▶ [Given problem]
Repeat word for word the part of the Pandas SQL queries page below that opens with the words containing "10 Pandas SQL" and closes with "queries for Dataframes.".

▶ [Source text]
****
10 Pandas SQL Queries to Use Frequently for Transformation

Pandas makes it easy to search and filter data with DataFrame and Series. It has tools for changing data. Here are the Pandas SQL queries for Dataframes.

Pandas SQL queries
Photo by Carlos Montelara on Pexels.com

Table of contents

  1. Reading CSV file and display all the columns
  2. Get specific columns
  3. Filter rows on a condition
  4. Sort the result set
  5. Get unique values
  6. Group by rows by a specific column
  7. Calculate average for each group
  8. Count number of rows in each group
  9. Pandas to_sql
  10. Conclusion

Reading CSV file and display all the columns

#Pandas: Use the DataFrame directly.
import pandas as pd
df = pd.read_csv('your_data.csv') # Load your data into a DataFrame
display(df)

#Equivalent SQL query:
SELECT column1, column2 FROM table_name

Get specific columns

#Pandas: Specify the column names as a list when indexing the DataFrame.
selected_columns = df[['column1', 'column2']]

#Equivalent SQL query:
SELECT * FROM table_name WHERE condition

Filter rows on a condition

#Pandas: Use boolean indexing to filter rows based on a condition.
****
[Records from a data source]

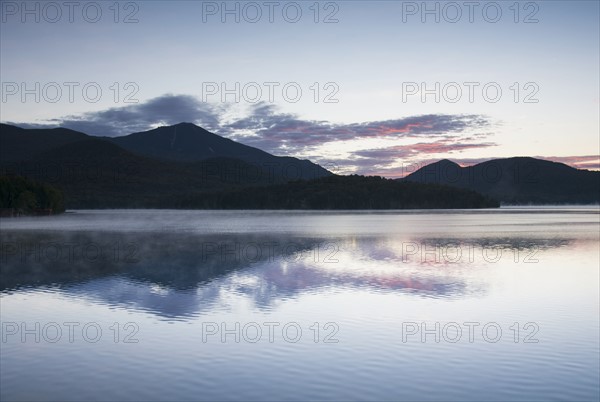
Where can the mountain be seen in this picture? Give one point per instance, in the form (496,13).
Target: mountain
(186,142)
(95,173)
(343,192)
(518,180)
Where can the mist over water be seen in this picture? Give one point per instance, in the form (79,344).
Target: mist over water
(296,305)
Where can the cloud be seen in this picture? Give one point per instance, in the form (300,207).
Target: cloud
(163,110)
(274,131)
(263,126)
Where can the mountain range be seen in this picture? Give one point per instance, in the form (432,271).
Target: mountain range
(185,166)
(518,180)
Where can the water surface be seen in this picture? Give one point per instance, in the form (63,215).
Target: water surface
(290,305)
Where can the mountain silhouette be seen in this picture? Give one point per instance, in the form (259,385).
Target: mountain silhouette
(96,173)
(186,142)
(518,180)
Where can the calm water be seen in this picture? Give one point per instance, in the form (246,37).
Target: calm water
(205,305)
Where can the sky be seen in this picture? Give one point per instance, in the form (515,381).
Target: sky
(377,87)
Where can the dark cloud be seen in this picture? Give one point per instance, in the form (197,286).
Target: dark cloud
(164,110)
(278,131)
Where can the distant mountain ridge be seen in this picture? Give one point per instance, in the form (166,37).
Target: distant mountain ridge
(517,180)
(95,172)
(186,142)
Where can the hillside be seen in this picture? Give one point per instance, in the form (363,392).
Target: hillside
(518,180)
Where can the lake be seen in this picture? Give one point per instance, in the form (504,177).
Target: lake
(294,305)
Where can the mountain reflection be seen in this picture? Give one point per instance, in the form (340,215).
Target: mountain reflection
(178,275)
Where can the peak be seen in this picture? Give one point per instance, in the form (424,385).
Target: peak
(446,162)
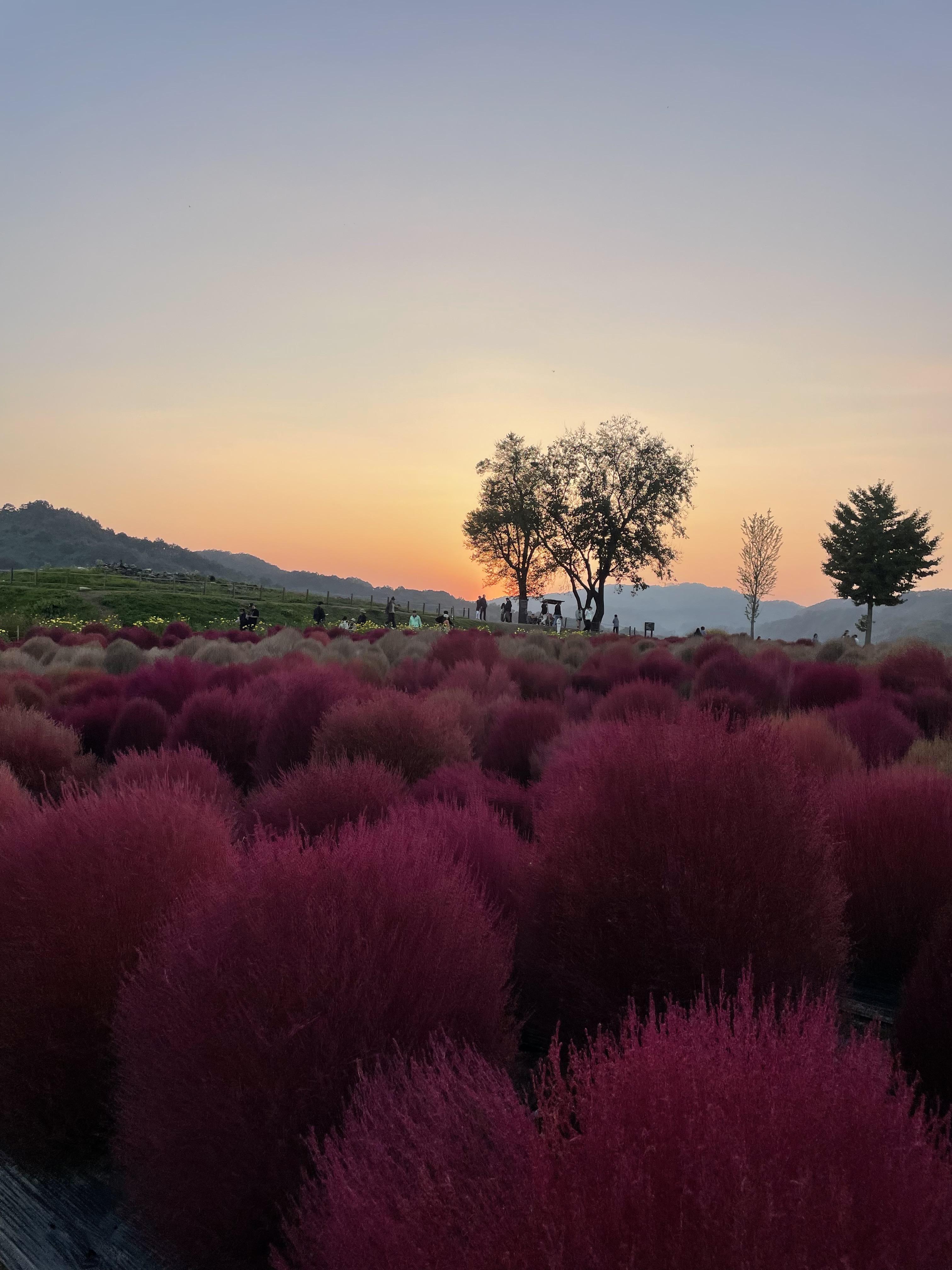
****
▶ [Solution below]
10 Pandas SQL Queries to Use Frequently for Transformation

Pandas makes it easy to search and filter data with DataFrame and Series. It has tools for changing data. Here are the Pandas SQL queries for Dataframes.